Referring expression data:
Content starts

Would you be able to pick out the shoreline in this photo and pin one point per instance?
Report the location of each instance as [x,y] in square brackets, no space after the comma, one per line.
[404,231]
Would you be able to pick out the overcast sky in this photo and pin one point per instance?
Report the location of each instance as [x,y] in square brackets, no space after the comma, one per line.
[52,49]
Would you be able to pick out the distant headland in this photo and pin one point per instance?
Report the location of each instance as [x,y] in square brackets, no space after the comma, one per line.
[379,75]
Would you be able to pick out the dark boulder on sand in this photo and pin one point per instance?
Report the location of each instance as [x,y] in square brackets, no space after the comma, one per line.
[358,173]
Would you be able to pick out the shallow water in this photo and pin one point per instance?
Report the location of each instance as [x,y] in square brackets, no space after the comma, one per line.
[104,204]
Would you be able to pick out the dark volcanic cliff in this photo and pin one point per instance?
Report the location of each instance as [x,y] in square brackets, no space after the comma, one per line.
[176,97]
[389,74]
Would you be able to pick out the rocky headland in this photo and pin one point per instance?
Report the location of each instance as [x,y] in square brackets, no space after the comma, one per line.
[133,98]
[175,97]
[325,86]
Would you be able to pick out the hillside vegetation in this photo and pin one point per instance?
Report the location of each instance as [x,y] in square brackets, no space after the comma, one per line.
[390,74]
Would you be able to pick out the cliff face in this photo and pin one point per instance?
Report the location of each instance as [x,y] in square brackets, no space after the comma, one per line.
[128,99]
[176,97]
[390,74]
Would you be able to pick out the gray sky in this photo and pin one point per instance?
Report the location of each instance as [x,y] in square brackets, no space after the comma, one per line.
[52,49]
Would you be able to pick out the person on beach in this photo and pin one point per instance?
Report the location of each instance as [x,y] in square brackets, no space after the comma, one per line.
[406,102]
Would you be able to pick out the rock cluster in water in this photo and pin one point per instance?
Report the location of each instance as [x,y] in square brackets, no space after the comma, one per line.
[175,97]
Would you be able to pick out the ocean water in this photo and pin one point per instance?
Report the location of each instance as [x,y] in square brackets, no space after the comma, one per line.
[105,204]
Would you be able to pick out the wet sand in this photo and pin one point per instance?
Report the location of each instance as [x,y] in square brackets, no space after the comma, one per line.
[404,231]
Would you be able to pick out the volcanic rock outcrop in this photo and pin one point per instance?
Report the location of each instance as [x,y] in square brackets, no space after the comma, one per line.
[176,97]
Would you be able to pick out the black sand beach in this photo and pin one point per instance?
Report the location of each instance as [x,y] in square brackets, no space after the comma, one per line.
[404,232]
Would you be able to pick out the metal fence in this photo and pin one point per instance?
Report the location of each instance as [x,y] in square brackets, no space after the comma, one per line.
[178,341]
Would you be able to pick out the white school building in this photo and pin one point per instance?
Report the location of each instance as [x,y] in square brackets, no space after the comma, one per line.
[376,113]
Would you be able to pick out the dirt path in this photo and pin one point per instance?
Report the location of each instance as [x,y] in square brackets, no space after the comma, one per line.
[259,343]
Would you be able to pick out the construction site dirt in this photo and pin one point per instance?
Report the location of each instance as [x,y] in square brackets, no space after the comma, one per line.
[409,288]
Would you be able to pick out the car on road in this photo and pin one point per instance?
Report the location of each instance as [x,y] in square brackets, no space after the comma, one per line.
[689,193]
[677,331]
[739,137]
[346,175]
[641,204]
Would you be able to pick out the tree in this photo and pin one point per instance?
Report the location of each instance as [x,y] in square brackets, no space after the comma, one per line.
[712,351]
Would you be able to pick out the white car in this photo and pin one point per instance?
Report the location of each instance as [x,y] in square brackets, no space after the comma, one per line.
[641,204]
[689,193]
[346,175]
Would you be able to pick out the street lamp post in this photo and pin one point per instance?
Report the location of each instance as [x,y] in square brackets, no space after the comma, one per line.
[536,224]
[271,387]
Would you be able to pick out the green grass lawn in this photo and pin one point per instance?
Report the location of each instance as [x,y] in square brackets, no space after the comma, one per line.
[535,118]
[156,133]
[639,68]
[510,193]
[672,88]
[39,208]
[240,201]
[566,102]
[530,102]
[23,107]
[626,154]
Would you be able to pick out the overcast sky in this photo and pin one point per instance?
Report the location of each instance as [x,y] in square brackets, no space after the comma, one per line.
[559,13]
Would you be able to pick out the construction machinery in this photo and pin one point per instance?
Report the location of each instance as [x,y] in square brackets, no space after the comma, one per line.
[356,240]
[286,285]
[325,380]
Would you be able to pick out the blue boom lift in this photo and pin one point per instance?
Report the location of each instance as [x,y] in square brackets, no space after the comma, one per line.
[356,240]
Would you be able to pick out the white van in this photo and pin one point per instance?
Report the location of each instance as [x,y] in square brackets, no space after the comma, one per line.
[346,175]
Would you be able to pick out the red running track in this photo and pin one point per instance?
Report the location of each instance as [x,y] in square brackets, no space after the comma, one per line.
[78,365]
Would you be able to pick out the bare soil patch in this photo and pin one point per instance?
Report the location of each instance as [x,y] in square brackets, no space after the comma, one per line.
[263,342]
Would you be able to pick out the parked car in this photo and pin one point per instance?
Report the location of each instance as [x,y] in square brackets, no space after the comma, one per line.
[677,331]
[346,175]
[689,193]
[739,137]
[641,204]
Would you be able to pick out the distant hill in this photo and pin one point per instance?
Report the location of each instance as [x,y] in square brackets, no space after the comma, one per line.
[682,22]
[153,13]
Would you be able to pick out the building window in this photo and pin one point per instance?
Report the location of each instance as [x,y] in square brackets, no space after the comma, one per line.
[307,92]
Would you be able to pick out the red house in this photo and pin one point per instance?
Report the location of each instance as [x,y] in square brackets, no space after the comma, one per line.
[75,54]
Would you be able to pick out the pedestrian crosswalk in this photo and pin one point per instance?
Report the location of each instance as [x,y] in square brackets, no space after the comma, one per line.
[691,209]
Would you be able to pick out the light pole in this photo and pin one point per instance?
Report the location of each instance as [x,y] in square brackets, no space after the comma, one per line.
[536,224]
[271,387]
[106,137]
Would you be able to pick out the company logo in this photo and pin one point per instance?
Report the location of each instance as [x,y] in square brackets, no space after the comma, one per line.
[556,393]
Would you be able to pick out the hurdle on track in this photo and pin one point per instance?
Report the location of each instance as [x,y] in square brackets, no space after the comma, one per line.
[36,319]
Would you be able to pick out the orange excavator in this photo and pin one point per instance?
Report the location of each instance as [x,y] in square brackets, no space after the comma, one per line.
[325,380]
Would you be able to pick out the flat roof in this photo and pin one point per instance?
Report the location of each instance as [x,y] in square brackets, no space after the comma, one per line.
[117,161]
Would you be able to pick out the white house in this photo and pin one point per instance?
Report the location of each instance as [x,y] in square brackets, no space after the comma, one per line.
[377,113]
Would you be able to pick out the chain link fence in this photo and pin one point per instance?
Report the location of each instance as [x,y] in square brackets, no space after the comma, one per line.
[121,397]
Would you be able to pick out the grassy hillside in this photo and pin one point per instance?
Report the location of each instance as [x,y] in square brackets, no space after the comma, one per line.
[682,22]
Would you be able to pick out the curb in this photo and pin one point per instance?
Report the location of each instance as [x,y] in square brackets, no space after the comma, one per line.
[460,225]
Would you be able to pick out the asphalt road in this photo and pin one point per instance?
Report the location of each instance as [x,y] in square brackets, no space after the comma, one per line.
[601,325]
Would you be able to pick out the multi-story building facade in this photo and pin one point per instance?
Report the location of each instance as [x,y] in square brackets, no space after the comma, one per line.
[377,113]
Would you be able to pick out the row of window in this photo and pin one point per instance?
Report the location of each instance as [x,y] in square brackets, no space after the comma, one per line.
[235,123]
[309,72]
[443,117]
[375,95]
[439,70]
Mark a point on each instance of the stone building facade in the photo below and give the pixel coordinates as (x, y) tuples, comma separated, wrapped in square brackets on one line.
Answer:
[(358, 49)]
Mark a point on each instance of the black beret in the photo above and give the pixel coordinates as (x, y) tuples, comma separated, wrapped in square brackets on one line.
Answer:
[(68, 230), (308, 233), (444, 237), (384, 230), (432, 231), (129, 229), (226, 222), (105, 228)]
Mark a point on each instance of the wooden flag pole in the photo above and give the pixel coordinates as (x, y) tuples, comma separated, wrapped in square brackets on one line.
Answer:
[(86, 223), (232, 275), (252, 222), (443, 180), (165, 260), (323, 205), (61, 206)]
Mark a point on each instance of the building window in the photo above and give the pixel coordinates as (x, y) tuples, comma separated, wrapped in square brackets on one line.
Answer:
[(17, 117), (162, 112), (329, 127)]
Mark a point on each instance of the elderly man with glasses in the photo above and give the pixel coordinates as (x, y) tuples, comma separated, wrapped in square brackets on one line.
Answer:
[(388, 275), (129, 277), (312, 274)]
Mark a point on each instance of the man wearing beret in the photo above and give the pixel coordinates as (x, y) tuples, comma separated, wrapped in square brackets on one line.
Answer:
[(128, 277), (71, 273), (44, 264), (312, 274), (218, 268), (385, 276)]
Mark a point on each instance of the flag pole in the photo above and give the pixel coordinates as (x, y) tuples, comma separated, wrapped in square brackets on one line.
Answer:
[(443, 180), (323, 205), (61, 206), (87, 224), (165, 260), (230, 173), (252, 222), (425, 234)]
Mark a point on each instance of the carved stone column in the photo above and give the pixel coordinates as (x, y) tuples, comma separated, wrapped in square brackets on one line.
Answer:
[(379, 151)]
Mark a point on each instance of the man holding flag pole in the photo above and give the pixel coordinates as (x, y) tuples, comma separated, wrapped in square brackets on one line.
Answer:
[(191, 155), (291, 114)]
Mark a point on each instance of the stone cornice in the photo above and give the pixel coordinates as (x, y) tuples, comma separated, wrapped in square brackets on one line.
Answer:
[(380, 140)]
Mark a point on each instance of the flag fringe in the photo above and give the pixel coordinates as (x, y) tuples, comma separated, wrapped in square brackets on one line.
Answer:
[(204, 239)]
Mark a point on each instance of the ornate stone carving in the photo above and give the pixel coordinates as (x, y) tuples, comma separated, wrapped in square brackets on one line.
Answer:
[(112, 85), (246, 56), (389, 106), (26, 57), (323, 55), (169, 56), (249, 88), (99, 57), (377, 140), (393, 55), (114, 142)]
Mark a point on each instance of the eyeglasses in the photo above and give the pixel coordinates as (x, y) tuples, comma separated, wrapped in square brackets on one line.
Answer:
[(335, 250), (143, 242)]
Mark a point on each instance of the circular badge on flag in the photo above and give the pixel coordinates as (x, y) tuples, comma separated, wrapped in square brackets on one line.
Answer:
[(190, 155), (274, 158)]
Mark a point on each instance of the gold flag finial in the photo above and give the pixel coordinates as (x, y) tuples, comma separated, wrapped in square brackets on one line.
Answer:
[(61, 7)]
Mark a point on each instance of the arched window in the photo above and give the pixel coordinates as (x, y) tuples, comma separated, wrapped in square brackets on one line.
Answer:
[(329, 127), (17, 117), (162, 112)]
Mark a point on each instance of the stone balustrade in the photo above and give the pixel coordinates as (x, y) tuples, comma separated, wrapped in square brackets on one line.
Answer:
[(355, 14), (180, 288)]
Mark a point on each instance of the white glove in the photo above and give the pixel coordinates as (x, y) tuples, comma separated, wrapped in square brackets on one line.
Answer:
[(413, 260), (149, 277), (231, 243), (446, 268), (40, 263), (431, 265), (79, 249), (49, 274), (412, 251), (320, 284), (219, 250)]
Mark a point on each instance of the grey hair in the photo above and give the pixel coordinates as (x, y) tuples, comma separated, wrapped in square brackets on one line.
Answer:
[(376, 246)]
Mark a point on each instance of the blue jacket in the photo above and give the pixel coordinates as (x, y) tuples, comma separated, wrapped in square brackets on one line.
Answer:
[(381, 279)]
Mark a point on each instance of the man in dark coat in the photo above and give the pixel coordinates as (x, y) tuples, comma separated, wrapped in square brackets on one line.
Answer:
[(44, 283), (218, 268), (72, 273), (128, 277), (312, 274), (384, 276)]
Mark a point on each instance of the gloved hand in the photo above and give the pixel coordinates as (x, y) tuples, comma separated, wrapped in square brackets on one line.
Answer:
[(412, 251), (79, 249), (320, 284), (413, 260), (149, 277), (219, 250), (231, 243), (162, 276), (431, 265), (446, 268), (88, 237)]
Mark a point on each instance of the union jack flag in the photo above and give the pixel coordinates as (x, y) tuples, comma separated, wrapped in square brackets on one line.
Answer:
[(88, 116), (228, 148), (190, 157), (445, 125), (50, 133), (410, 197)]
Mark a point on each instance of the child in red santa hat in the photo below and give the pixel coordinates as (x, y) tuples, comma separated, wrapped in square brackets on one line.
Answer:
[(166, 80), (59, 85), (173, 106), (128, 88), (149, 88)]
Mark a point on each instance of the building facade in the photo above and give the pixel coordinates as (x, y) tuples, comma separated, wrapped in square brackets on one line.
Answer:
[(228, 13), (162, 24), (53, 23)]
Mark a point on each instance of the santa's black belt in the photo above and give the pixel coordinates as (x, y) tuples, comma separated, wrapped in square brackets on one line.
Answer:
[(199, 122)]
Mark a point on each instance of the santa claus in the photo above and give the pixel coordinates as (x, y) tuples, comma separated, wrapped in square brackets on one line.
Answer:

Content ends

What is being asked — All lines from the beginning of the entries through the line marked "Would you be able to pick out the dark volcanic" are to be output exactly; nothing else belongs in the answer.

Exercise response —
Would you be able to pick out the shoreline in this photo and pin one point per instance?
Report the location of each instance as [x,y] in square brackets, no space after the comma, one per line.
[404,231]
Would you be able to pick out the overcast sky in this photo and pin one point per instance?
Report the location of each instance as [x,y] in square brackets, no space after the comma, one per line.
[52,49]
Would you be able to pick out the distant headland in this photo and pin one point per instance?
Report the location of each instance as [x,y] in square brackets, no space after the comma, one per line.
[379,75]
Would you be able to pick out the dark boulder on sand in this photo and pin one point per instance?
Report the location of each instance as [x,y] in square brackets, no space after the comma, one per line.
[358,173]
Would you be able to pick out the shallow water in this photo and pin one point per instance?
Report the location of each instance as [x,y] in square brackets, no space after the comma, one per line.
[104,204]
Would you be able to pick out the dark volcanic cliff in this photo and pin one point per instance?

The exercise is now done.